"""

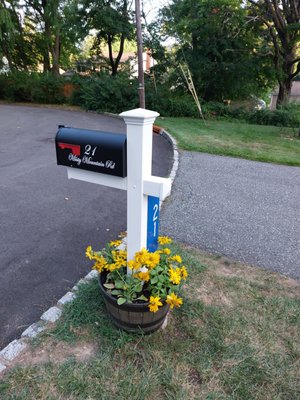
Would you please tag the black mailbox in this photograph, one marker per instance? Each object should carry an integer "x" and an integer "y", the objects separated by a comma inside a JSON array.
[{"x": 96, "y": 151}]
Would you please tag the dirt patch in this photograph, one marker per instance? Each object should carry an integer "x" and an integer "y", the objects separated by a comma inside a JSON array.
[{"x": 57, "y": 353}]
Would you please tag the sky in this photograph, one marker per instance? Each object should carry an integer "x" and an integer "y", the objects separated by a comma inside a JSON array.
[{"x": 151, "y": 7}]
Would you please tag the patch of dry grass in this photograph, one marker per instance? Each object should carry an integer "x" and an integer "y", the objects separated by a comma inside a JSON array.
[{"x": 235, "y": 337}]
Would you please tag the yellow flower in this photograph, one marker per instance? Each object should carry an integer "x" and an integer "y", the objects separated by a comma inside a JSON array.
[
  {"x": 143, "y": 276},
  {"x": 154, "y": 303},
  {"x": 100, "y": 264},
  {"x": 115, "y": 243},
  {"x": 164, "y": 240},
  {"x": 153, "y": 260},
  {"x": 175, "y": 276},
  {"x": 142, "y": 256},
  {"x": 176, "y": 258},
  {"x": 166, "y": 251},
  {"x": 89, "y": 252},
  {"x": 120, "y": 258},
  {"x": 173, "y": 300},
  {"x": 184, "y": 273},
  {"x": 112, "y": 267},
  {"x": 132, "y": 264}
]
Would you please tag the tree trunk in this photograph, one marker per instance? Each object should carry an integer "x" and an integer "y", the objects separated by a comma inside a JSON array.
[
  {"x": 46, "y": 62},
  {"x": 56, "y": 55},
  {"x": 284, "y": 92},
  {"x": 47, "y": 38},
  {"x": 114, "y": 68}
]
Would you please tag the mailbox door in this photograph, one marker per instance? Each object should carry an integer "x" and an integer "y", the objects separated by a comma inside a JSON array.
[{"x": 102, "y": 152}]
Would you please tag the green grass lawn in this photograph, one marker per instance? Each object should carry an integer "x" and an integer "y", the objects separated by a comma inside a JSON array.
[
  {"x": 254, "y": 142},
  {"x": 235, "y": 337}
]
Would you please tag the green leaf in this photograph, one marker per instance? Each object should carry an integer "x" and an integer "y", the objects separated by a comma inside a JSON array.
[
  {"x": 142, "y": 297},
  {"x": 109, "y": 285},
  {"x": 138, "y": 288},
  {"x": 116, "y": 292},
  {"x": 119, "y": 284},
  {"x": 121, "y": 301}
]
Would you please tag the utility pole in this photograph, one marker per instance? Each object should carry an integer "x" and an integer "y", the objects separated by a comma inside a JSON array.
[{"x": 140, "y": 54}]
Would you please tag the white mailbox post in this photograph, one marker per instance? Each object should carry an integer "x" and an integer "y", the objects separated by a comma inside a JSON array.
[{"x": 139, "y": 182}]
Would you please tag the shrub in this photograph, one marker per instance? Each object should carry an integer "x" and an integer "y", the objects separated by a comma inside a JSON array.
[
  {"x": 109, "y": 93},
  {"x": 31, "y": 87}
]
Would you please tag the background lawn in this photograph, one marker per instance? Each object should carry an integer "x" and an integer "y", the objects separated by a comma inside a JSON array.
[{"x": 254, "y": 142}]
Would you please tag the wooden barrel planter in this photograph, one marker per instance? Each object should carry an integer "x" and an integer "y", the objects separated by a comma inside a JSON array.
[{"x": 132, "y": 317}]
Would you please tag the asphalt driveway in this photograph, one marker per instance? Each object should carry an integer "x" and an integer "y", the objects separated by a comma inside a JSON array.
[
  {"x": 247, "y": 210},
  {"x": 46, "y": 220}
]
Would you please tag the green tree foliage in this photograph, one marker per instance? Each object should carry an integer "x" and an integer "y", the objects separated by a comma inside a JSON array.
[
  {"x": 15, "y": 43},
  {"x": 112, "y": 21},
  {"x": 55, "y": 36},
  {"x": 218, "y": 44},
  {"x": 281, "y": 20}
]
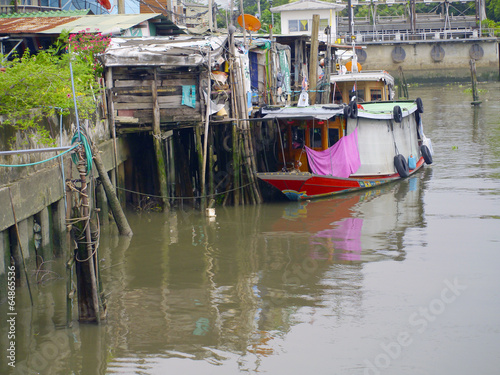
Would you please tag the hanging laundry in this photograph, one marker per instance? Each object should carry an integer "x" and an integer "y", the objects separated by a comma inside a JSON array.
[{"x": 189, "y": 95}]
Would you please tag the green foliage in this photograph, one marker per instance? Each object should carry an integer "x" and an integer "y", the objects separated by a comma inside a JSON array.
[
  {"x": 493, "y": 10},
  {"x": 488, "y": 25},
  {"x": 34, "y": 87},
  {"x": 87, "y": 46}
]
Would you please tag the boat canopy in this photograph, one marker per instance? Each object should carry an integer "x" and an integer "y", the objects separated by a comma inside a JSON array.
[
  {"x": 385, "y": 110},
  {"x": 370, "y": 75},
  {"x": 319, "y": 112}
]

"""

Without the pictures, retype the whole of the material above exactly.

FULL ANSWER –
Would you please tag the black mailbox in this photograph, one marker per instance? Each object should carry an integer "x" and an integer "y", the objects separated by a comma inside a JSON array.
[{"x": 96, "y": 151}]
Would you please tag the dirt patch in this photograph, one marker per instance? Each object should carry an integer "x" and an integer "y", the objects separated by a comma inside a JSON array.
[{"x": 57, "y": 353}]
Would you please tag the sky in this photograph, one marker per instance? Each object should carry an integer "x" and an integer "y", the objects separated by a comma inside a JSON array.
[{"x": 151, "y": 7}]
Would you please tag the patch of dry grass in this photograph, one marker per instance? Each object should carry an integer "x" and an integer "y", the objects separated by a comma inside a JSON array.
[{"x": 235, "y": 337}]
Would you please tag the yellow flower in this photograph, one marker per instance? Each object should carry an integer "x" and an integer "y", the objects separated by a comma inside a JSON array.
[
  {"x": 143, "y": 276},
  {"x": 154, "y": 303},
  {"x": 100, "y": 264},
  {"x": 115, "y": 243},
  {"x": 164, "y": 240},
  {"x": 153, "y": 260},
  {"x": 175, "y": 276},
  {"x": 142, "y": 256},
  {"x": 176, "y": 258},
  {"x": 166, "y": 251},
  {"x": 89, "y": 252},
  {"x": 120, "y": 258},
  {"x": 173, "y": 300},
  {"x": 184, "y": 273},
  {"x": 112, "y": 267},
  {"x": 132, "y": 264}
]
Would you please tag the tree trunk in this photograph, one marker per instance? Each object should carry an integer "x" and an integer "y", the objects separated by a comma inside a JSON array.
[
  {"x": 46, "y": 62},
  {"x": 56, "y": 55},
  {"x": 284, "y": 92},
  {"x": 47, "y": 38},
  {"x": 114, "y": 68}
]
Would you please tag the mailbox door in this photograph, one marker per instance? Each object should carry an integer "x" and an integer "y", the objects separated by a comma inside a JSON array.
[{"x": 102, "y": 152}]
Would you please tag the green grass lawn in this photograph, one marker per instance? Each object should carry an integer "x" and an integer "y", the objects separated by a comma inside a JSON array.
[
  {"x": 254, "y": 142},
  {"x": 235, "y": 337}
]
Would you please tag the green leaf in this photograph, one marker per instance? Each object should carry an integer "x" and an integer "y", the objects separated by a comma inside a JSON array.
[
  {"x": 142, "y": 297},
  {"x": 109, "y": 285},
  {"x": 138, "y": 288},
  {"x": 116, "y": 292},
  {"x": 119, "y": 284},
  {"x": 121, "y": 301}
]
Would you please tag the utility pole in this photograph, one marker per instance? Each object should carry an integer "x" and an integer "y", the objects separated by a comma inside a JSON array.
[{"x": 140, "y": 54}]
Would you please tag the white mailbox post in this photograph, one marker per instance? Each object should carry an integer "x" and an integer "y", the objects separated by a comma inside a JSON array.
[{"x": 139, "y": 182}]
Would you please tag the shrub in this photograph, one marker per instance? Each object should carry an integer "x" and an integer "y", the objects separated by a comma inside a JSON array.
[
  {"x": 109, "y": 93},
  {"x": 31, "y": 87}
]
Would you please tag the background lawn in this photograph, one marker per instance? Each object should carry an integer "x" and an integer "y", the objects separated by a comma inside a JSON array.
[{"x": 254, "y": 142}]
Would you please tag the wooden barrel planter in this photograph, one marker per instance? Each object should carry an integer "x" and an integer "y", the objects separated by a comma inside a JSON array.
[{"x": 132, "y": 317}]
Would you please tag the asphalt driveway in this photograph, one marker per instance? Each object should carry an integer "x" and an integer "y", the objects separated by a comma inside a JSON array.
[
  {"x": 247, "y": 210},
  {"x": 46, "y": 220}
]
Would you please tag the green tree foliage in this photograph, one marker per instance? Each object should carry an integer "x" and an integer "y", the objects separated by a comma inside a JSON array.
[
  {"x": 15, "y": 43},
  {"x": 112, "y": 21},
  {"x": 55, "y": 36},
  {"x": 218, "y": 44},
  {"x": 281, "y": 20}
]
Would you please tag the hanging laundry in this photograph, one marker per instance? Each object should carry an integer "x" and an integer "y", the objects separated by a comma inside a JSON array.
[{"x": 189, "y": 95}]
Would you please tag the green foliage in this photograph, one marker per instance? Each object should carry an integer "x" and an integer "y", the objects separated by a comma inside a JSON array.
[
  {"x": 493, "y": 10},
  {"x": 488, "y": 25},
  {"x": 34, "y": 87},
  {"x": 87, "y": 46}
]
Would you please tag the boat canopy in this photograph, one marker per instance? Each object should carry an integer "x" and an integer "y", the objects separated by a comma inside a JSON array.
[
  {"x": 385, "y": 110},
  {"x": 370, "y": 75},
  {"x": 319, "y": 112}
]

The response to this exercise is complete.